THINGS TO DO
A. Translate this sentence from the private credit article into Spanish: "The competition is particularly acute for high-quality assets, as there is too much money chasing these same opportunities."
B. Locate each line of the records below that contains the word "skin", and copy those lines.

TEXT PROVIDED
Private credit lenders yield some ground as competition increases

As the competition has accelerated in the last three months, spreads and upfront fees on recently issued private credit loans have narrowed, market sources say.

After a largely slow year in originating new loans, the past three months have seen direct lenders pick up the pace. Yet they are finding the market increasingly crowded amid slim pickings for high-quality deals.

Money had been sitting on the sidelines earlier this year, but private credit lenders are now returning to the deal market, said Bill Eckmann, head of principal finance at Macquarie Capital, which has a direct lending arm that lends to middle- and upper-middle-market companies.

“People are now feeling a bit more confident about the broader macro than they did six months ago,” Eckmann said.

As the competition among lenders accelerates, some corporate borrowers in the private credit market may be able to negotiate better pricing and terms than they could have a few months earlier, with lower spreads and smaller original issue discounts, or OID—which is in effect an upfront fee that attracts lenders to provide the financing for the loan.

“Terms have become more competitive over the last 90 days,” Eckmann said.

Spreads and OIDs on unitranche loans, a type of loan that blends senior and junior debt into a single facility, have compressed anywhere from 50 basis points to 100 basis points, he added. His firm focuses on unitranches of $200 million to $1 billion.

The competition is particularly acute for high-quality assets, as there is too much money chasing these same opportunities.

To illustrate an example, a unitranche loan issued to a high-quality company may price between 550 basis points and 575 basis points over the secured overnight financing rate, with an OID of 2 to 2.5 points. In contrast, three months ago the same deal might have priced at 650 bps with an OID of three points, Eckmann said.

Private credit lenders are also willing to accept higher leverage ratios for high-quality assets, said William Brady, the head of Paul Hastings’ Alternative Lender and Private Credit Group.

This often translates into a net debt-to-EBITDA ratio of 6.5x to 7.5x for companies in the upper middle market, he said.

The average debt-to-EBITDA ratio for US leveraged credit, which includes both broadly syndicated loans and private credit, was around 4x at the end of the second quarter, according to an Oaktree quarterly report.

One recent example of a high-quality asset that received favorable terms was Navex Global, a BC Partners-backed US risk management software provider with a SaaS model. The borrower in November obtained a $1.2 billion senior credit facility to support a dividend recapitalization of the company, and the closing leverage of this deal was around 7.25x, according to PitchBook LCD.

“If you think the credit is a very high-quality credit, you’re going to be aggressive to try and win that deal,” Eckmann said.

He added that the so-called high-quality credit opportunities are among corporate borrowers with a long record of solid earnings—at least $50 million in EBITDA—and strong recurring revenue. Those could be software providers, tech-enabled services companies or insurance services specialists including insurance brokerage firms.

That said, these borrowers also need to have solid management teams that lenders and the private equity buyers believe in, Brady said.

Whether the pendulum will continue to swing in favor of borrowers next year remains to be seen. If M&A activity rebounds, private credit lenders will find more deals to which they can deploy their capital, which may alleviate the competition for deals and widen the spreads again.

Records
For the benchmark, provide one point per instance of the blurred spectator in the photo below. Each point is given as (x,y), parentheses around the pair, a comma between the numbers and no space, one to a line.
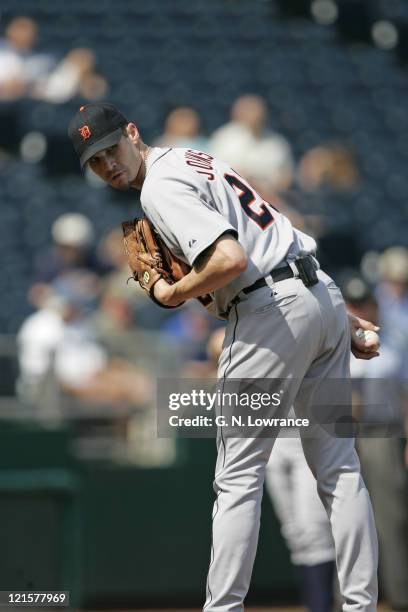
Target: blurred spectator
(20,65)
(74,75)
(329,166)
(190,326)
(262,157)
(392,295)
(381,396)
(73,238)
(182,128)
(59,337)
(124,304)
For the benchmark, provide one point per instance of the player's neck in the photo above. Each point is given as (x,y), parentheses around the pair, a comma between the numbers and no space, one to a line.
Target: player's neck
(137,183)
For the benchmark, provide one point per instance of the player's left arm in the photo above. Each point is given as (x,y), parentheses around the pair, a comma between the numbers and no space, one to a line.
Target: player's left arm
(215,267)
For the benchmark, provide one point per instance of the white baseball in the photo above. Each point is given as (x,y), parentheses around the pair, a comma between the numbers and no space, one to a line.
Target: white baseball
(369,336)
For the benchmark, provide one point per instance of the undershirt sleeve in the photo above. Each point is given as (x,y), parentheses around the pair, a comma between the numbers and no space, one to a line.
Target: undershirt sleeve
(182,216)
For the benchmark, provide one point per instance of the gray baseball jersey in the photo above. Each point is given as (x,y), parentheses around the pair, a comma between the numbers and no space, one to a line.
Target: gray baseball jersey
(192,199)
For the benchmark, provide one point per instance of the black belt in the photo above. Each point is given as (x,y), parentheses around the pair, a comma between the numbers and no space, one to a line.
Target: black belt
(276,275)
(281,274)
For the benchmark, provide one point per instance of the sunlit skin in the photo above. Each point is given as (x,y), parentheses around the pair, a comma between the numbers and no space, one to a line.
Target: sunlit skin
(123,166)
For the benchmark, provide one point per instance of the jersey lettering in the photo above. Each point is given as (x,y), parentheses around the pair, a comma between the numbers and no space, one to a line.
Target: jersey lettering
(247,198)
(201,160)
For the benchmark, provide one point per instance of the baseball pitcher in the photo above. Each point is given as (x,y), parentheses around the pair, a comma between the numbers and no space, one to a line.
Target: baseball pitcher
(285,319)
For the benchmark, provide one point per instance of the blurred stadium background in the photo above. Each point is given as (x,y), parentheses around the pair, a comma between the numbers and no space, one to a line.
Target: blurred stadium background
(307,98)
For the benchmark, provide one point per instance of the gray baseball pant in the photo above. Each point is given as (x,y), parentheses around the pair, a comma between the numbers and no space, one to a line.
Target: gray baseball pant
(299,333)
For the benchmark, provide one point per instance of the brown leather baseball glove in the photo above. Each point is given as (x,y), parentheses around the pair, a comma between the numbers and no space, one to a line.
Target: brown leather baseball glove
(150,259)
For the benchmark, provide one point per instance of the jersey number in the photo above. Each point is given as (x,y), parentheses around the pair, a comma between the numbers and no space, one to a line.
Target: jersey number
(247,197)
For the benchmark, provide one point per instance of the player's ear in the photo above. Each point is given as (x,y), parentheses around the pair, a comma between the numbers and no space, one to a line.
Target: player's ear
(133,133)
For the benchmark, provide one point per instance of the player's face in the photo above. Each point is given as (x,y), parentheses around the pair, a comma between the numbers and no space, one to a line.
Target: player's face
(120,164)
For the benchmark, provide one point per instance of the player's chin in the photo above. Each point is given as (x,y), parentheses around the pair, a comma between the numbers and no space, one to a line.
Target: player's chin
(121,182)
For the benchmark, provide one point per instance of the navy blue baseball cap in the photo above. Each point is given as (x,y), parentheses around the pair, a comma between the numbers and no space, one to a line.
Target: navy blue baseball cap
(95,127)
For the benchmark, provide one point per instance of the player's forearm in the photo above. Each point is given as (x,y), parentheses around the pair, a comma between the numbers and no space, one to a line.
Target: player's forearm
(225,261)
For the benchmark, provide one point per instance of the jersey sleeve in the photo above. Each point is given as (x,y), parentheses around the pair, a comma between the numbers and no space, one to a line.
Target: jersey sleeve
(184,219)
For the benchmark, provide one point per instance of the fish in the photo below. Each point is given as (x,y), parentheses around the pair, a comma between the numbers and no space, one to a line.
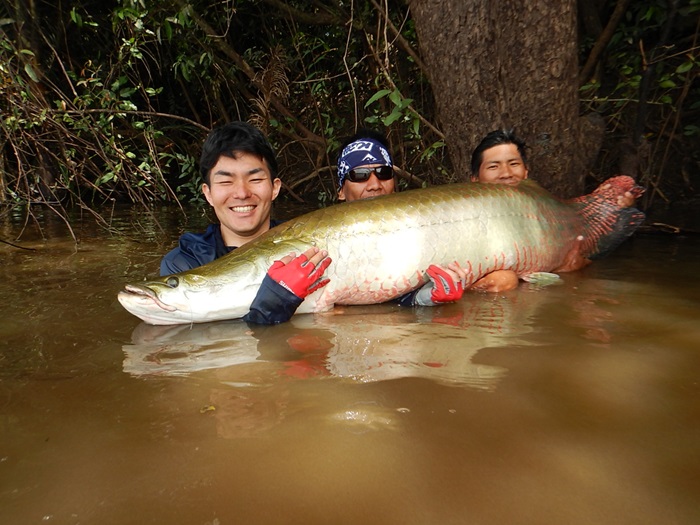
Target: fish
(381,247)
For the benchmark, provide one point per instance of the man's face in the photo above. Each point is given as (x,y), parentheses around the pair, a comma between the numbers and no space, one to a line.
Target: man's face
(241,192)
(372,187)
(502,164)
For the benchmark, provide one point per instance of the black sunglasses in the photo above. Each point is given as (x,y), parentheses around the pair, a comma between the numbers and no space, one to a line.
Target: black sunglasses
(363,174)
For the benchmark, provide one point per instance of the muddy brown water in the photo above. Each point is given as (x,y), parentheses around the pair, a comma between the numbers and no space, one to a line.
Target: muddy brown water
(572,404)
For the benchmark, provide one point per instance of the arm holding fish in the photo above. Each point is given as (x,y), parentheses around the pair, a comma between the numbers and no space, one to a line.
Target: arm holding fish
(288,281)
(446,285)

FULL SOLUTIONS
A. La competencia es especialmente intensa por los activos de alta calidad, ya que hay demasiado dinero persiguiendo estas mismas oportunidades.

B.
For the benchmark, provide one point per instance of the sunlit skin in the photo above. Each point is given as (x,y), parentheses around the pair, a comma between the numbers and no space, one to a line.
Target: sunlit skin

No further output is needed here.